REQUIREMENT: Rewrite the listing below with every "Provide" switched to "Return", leaving everything else unchanged.
/---
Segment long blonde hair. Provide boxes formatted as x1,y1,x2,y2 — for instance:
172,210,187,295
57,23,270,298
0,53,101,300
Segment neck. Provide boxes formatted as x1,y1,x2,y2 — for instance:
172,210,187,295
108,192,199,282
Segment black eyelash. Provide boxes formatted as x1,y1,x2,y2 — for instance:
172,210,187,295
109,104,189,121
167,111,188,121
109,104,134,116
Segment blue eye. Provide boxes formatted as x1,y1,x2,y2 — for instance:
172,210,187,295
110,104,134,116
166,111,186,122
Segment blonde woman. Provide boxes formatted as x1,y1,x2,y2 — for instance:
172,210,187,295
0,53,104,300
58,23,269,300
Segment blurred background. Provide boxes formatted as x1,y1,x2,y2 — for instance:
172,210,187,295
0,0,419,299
\---
SOLUTION BELOW:
Segment long blonde hair. Return boxes formatted as x1,y1,x2,y2 — for instance:
172,210,187,295
57,23,270,298
0,53,101,300
Segment neck. Return boxes formatted as x1,y1,x2,y2 — for instance:
172,210,187,295
108,192,199,282
Segment black eyelash. Return boxes formatted as x1,y1,x2,y2 — for instance:
172,210,187,295
109,104,189,121
167,111,188,121
109,104,134,116
Segment blue eye. Return boxes formatted as x1,y1,x2,y2 — for instance:
172,210,187,295
110,104,134,116
166,111,186,122
Segment blonde woman. Return boxes formatted as x1,y1,x2,y2 — for instance:
172,210,187,295
0,53,104,300
58,23,269,300
Segment blurred background. Return boxes formatted as x1,y1,x2,y2 — for instance:
172,210,187,295
0,0,419,299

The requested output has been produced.